_Exercise 1_:
Write out the part of the text on Schroeder and the Baltic Sea pipeline from "In Berlin I" up to and including "the German public.", word for word.
_Exercise 2_:
Pick up the piece on Schroeder and the Baltic Sea pipeline after its last sentence and keep it going.

_Text provided_:
In 2005, when the Schroeder controversy took place, German opposition parties were outraged, with the issue gaining international traction when the Washington Post and some individuals on Capitol Hill condemned Schroeder. The indignation in the United States has quieted, but the people I talk to in Washington still widely view Schroeder's decision, as the recently deceased Tom Lantos called it in 2007, "political prostitution." This judgment comes from the widely held belief among American politicians that Russia will use Gazprom as a foreign policy tool. They envision a situation in which Russia will hold a European customer hostage if they do not acquiesce to a Russian position, or support a Russian policy. They see Gazprom as the instrument Russia will use to again conquer territory lost when the Soviet Union collapsed. Whether or not this is the case is a different conversation entirely, but it is widely believed on Capitol Hill.

In Berlin I expected outrage over Schroeder - and in turn, the Baltic Sea pipeline - to be alive and well in Germany more than two years later. I also expected to find some fear about being so dependent on Russian energy imports. I've found neither. What I have found is widespread acceptance of the deal. Yes, there are some people I've spoken with who are still quite upset about the deal's circumstances, and everyone agrees the Nord Stream job will affect Schroeder's legacy, but the outrage has disappeared. As one person told me the pipeline and Schroeder's role in creating it have been accepted by the German public.

Fear of Russia is also rare. Many of the people I've spoken to view the Russians as a "strategic partner." The relationship may not be ideal, but it is not one-sided - Russia needs European money as much as Europe needs Russian gas, they argue. They do have a point, but that's an issue that is more nuanced than that simple explanation implies.

_Source data_:
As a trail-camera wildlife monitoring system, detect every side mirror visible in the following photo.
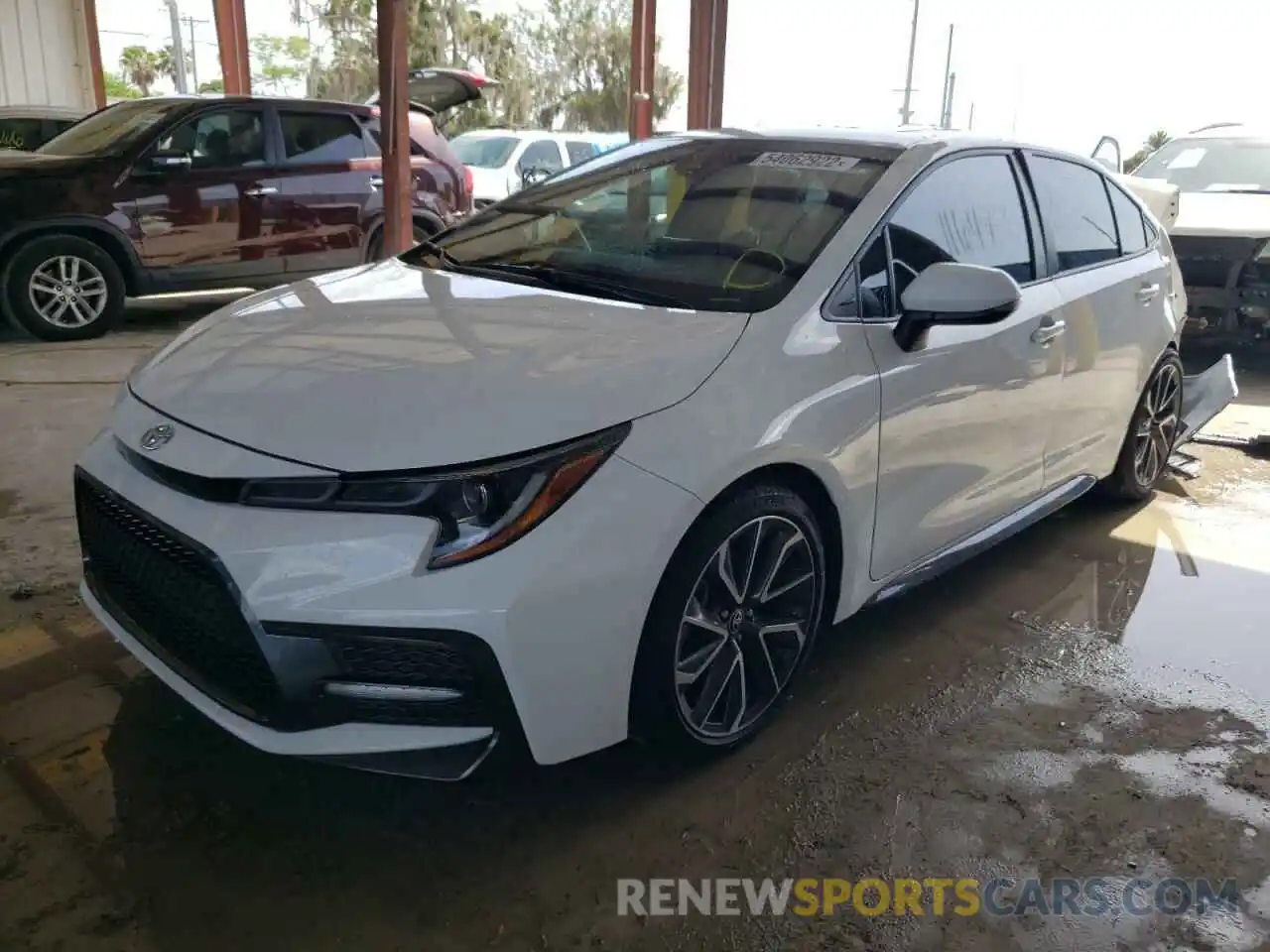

_Expected answer 1_:
In Berlin I expected outrage over Schroeder - and in turn, the Baltic Sea pipeline - to be alive and well in Germany more than two years later. I also expected to find some fear about being so dependent on Russian energy imports. I've found neither. What I have found is widespread acceptance of the deal. Yes, there are some people I've spoken with who are still quite upset about the deal's circumstances, and everyone agrees the Nord Stream job will affect Schroeder's legacy, but the outrage has disappeared. As one person told me the pipeline and Schroeder's role in creating it have been accepted by the German public.

_Expected answer 2_:
This strikes me as very curious. Seven years later, many people in the United States are still outraged by Dick Cheney's ties to Halliburton and George Bush's ties to big oil, and how these ties might have affected U.S. foreign policy. Perhaps it's the nature of the Bush presidency that his opposition is not likely to forget any of his missteps. Either way, conflict of interest issues within the Bush administration are still very much talked about in Washington, even if they've been accepted as a reality. Why isn't Schroeder's role in the Nord Stream deal more a part of the public debate in Germany? Why doesn't there seem to be any public concern over the nature of the deal? Does it exist, and am I talking to the wrong people? Why is everyone outside of Germany worried about Nord Stream, while people in Germany seem okay with it? I suspect it is because it's easier to ignore reliance on imported energy than it is to confront the problem. Look no further than the United States for proof of this. But I suspect there is more to this than that. I doubt Germany and Russia will ever form any real alliance, but I do get the sense that people in Germany accept the authoritarian steps soon to be ex-Russian President Vladimir Putin has taken to secure the country. At the very least, they are more accepting than the Americans, who view any departure from democracy as a cardinal sin. German readers, please share your thoughts.

David Francis received a John C. McCloy Journalism Fellowship to report on the European Union’s growing dependence on Russian energy and its effect on transatlantic relations. He is conducting interviews in Germany, Belgium, Switzerland, the United Kingdom, Italy and France. Most recently he has written for Foreign Policy magazine, the Washington Examiner, the Washington Monthly and the National Journal Group. David has covered a number of topics, ranging from U.S./Israeli relations to the Arlington County Board to the U.S. Senate to the subprime meltdown. In February, he traveled to the U.S./Mexico border to report on border security and immigraiton issues as an Arizona State Media fellow. Learn more about him at his homepage.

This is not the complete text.